Objective: Print the passage below about The Princess of Dhagabad from "The Princess of Dhagabad is a" up to and including "and steadfast companion.", word for word.

The Princess of Dhagabad
- Author: Anna Kashina
- Language: English
- Series: The Spirits of the Ancient Sands
- Genre: Fantasy novel
- Publisher: Herodias
- Publication date: 15 May 2000
- Publication place: United States
- Pages: 272 pp
- ISBN: 1-928746-07-1
- OCLC: 43481820
- Dewey Decimal: 813/.54 21
- LC Class: PS3561.A6965 P7 2000
- Followed by: The Goddess of Dance

= The Princess of Dhagabad =

The Princess of Dhagabad is a 2000 novel, the first book of a trilogy by Anna Kashina.

==Plot introduction==
The Princess of Dhagabad follows the princess as she grows up, in fictional Dhagabad, into a young woman of seventeen, when she proves that she more than capable of taking her destiny—and the destiny of Dhagabad—into her hands.

==Plot summary==

The Princess of Dhagabad is the first in a trilogy of fantasy novels. This sensual and vividly imagined novel is about the coming-of-age of an Arabian princess, who is destined to be heiress to the throne of Dhagabad, and her relationship with Hasan, an all-powerful djinn who becomes her slave, teacher and steadfast companion.

Data excerpts:
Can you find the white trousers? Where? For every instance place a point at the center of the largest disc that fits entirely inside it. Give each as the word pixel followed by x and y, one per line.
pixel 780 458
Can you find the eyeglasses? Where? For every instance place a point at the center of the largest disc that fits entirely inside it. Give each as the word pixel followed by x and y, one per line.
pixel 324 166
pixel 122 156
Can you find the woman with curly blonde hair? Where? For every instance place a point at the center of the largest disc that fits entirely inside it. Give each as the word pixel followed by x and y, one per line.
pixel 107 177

Final answer:
The Princess of Dhagabad is a 2000 novel, the first book of a trilogy by Anna Kashina.

==Plot introduction==
The Princess of Dhagabad follows the princess as she grows up, in fictional Dhagabad, into a young woman of seventeen, when she proves that she more than capable of taking her destiny—and the destiny of Dhagabad—into her hands.

==Plot summary==

The Princess of Dhagabad is the first in a trilogy of fantasy novels. This sensual and vividly imagined novel is about the coming-of-age of an Arabian princess, who is destined to be heiress to the throne of Dhagabad, and her relationship with Hasan, an all-powerful djinn who becomes her slave, teacher and steadfast companion.